* _STORED DATA_

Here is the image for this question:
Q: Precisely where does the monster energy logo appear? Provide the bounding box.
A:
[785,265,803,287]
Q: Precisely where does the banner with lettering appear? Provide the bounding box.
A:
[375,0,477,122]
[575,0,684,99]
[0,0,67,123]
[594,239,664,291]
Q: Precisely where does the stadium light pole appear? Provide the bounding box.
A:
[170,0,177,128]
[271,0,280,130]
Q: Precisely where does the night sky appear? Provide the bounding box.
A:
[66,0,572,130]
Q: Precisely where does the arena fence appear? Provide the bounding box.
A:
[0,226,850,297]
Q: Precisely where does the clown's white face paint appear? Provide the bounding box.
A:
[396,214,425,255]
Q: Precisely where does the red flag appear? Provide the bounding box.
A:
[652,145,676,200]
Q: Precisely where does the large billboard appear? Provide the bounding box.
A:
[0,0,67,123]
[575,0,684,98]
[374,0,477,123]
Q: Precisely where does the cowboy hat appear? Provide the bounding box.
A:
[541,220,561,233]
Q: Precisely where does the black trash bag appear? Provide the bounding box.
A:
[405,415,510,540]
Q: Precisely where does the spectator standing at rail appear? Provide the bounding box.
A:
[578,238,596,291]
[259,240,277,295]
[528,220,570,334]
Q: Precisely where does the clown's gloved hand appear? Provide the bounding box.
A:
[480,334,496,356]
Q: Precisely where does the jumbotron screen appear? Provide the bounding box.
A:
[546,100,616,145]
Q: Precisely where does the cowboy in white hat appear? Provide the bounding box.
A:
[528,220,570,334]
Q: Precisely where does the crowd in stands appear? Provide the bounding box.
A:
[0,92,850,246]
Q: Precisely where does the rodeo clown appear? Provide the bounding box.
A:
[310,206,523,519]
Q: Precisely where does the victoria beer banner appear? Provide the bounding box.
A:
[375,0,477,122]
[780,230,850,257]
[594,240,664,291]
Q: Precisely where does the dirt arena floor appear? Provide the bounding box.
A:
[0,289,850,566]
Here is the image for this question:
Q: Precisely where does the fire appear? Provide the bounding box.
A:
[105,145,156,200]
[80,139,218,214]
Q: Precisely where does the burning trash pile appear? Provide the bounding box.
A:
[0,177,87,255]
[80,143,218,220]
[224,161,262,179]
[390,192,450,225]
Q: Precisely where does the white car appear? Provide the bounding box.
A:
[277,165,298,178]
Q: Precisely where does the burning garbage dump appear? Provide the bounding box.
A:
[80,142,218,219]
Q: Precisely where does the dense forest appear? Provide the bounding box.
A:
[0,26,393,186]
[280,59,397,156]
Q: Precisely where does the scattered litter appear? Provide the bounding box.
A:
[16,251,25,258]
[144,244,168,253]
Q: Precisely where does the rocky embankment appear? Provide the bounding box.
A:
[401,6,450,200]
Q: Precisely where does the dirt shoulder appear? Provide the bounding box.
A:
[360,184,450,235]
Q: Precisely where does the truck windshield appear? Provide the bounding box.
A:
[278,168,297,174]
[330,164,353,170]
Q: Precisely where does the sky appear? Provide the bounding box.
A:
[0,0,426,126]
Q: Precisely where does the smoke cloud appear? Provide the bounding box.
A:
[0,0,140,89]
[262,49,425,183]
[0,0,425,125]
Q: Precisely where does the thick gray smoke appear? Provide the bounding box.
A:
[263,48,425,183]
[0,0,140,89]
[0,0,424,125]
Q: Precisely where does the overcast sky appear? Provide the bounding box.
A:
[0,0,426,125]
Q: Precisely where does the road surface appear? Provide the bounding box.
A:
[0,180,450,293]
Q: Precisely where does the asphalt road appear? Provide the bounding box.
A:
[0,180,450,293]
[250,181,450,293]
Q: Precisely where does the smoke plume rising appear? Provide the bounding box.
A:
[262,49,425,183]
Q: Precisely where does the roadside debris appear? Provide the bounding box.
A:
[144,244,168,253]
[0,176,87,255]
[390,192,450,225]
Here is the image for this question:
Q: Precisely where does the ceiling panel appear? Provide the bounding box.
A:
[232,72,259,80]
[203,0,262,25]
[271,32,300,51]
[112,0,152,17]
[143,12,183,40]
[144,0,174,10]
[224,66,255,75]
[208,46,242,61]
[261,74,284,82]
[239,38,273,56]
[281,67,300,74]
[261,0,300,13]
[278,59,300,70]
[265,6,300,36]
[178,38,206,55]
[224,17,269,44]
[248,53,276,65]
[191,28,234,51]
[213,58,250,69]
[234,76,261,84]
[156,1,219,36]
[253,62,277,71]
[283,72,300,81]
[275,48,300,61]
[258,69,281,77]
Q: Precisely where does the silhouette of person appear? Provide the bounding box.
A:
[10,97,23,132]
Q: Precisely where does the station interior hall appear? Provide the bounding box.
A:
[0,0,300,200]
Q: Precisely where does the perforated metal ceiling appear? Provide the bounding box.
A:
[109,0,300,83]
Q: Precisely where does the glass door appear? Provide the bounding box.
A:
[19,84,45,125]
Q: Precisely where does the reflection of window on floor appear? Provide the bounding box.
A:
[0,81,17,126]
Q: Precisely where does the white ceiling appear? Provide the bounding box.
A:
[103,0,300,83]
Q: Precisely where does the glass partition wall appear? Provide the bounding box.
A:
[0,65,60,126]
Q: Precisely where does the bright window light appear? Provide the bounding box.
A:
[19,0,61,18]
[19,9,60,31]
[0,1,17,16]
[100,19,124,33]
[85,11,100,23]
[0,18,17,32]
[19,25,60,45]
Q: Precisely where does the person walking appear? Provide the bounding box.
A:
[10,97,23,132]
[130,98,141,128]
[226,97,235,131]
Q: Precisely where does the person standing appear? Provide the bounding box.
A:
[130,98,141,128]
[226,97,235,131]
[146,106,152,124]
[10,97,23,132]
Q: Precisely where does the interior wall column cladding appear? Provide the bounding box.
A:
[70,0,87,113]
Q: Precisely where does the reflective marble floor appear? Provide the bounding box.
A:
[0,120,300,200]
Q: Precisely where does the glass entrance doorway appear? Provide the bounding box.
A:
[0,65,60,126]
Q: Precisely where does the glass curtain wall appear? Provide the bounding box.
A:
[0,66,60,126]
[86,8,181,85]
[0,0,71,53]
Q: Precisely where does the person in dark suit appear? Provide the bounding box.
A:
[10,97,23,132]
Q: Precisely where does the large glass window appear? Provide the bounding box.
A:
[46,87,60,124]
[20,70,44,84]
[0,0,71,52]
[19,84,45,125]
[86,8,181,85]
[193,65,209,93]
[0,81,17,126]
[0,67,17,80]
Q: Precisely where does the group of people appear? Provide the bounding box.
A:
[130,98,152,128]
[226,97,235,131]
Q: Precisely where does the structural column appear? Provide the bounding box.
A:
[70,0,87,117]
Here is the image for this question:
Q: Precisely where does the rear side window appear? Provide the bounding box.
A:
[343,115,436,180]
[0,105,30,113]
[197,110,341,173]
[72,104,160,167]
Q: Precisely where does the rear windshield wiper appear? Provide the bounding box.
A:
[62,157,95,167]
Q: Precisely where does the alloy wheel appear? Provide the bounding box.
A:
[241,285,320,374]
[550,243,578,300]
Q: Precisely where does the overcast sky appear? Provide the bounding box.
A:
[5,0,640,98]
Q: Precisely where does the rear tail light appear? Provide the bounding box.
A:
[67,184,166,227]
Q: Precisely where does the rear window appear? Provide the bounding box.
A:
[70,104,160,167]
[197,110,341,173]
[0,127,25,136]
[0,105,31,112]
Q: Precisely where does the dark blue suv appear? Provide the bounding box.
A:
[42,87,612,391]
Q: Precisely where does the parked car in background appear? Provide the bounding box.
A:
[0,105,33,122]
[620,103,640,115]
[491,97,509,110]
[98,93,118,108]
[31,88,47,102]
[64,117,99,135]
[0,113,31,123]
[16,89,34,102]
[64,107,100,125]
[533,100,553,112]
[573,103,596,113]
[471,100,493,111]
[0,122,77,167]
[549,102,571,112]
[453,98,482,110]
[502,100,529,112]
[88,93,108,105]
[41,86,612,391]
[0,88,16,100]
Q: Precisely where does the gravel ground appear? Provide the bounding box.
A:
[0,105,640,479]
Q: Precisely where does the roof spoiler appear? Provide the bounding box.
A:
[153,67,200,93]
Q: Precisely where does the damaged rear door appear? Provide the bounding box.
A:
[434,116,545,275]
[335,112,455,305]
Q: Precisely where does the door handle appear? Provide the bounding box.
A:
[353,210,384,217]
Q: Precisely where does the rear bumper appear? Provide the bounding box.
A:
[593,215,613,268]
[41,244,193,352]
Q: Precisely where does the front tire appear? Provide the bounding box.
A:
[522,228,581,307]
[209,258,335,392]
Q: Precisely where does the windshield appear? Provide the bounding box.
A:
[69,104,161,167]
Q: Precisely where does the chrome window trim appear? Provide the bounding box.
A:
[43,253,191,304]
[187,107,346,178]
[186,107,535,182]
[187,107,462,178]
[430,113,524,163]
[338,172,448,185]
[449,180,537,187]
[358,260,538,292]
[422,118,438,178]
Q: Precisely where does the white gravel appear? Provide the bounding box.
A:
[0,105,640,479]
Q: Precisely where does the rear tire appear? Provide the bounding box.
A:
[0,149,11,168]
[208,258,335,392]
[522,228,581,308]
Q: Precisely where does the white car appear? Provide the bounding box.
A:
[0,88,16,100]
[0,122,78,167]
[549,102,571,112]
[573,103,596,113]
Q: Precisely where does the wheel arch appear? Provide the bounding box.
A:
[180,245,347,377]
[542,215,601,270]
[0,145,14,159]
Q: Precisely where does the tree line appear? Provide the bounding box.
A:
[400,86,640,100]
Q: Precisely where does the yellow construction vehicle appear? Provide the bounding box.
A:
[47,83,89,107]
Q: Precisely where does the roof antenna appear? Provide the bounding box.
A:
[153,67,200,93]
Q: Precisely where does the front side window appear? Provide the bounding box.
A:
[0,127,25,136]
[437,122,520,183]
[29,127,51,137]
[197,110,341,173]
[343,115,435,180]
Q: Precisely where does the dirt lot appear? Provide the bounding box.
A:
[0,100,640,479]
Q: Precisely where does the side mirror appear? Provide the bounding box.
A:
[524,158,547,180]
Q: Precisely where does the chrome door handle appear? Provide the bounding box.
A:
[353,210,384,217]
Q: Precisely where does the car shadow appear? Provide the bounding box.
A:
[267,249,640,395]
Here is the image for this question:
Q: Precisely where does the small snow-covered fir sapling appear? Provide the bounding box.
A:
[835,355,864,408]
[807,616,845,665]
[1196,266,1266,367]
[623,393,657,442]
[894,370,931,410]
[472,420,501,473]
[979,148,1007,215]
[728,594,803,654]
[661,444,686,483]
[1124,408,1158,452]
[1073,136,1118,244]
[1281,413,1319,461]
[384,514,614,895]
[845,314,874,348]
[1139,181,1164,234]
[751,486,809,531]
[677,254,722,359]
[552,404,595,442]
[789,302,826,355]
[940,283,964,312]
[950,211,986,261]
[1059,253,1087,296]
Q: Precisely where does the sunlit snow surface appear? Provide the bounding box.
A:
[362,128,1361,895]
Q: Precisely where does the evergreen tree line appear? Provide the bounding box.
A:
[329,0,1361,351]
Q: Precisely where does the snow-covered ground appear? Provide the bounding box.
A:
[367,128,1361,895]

* _GOAL OF THE EXERCISE_
Recast the items from their beginning through the line containing "[396,214,425,255]" as a JSON list of strings, one string per line, leaving out blank lines.

* _WRITTEN ANSWER_
[
  "Here is the image for this question:",
  "Q: Precisely where does the monster energy logo appear? Provide the bounding box.",
  "A:",
  "[785,265,803,287]",
  "Q: Precisely where does the banner with lettering appear? Provide the bounding box.",
  "A:",
  "[375,0,477,122]",
  "[575,0,684,99]",
  "[0,0,67,123]",
  "[594,239,664,291]",
  "Q: Precisely where does the stadium light pole appear? Provide the bounding box.",
  "A:",
  "[170,0,177,128]",
  "[271,0,280,130]",
  "Q: Precisely where does the night sky appear? Provide the bounding box.",
  "A:",
  "[66,0,572,130]",
  "Q: Precisely where does the arena fence appear? Provide the bounding box.",
  "A:",
  "[0,226,850,297]",
  "Q: Precisely where does the clown's white face paint appear? Provide the bounding box.",
  "A:",
  "[396,214,425,255]"
]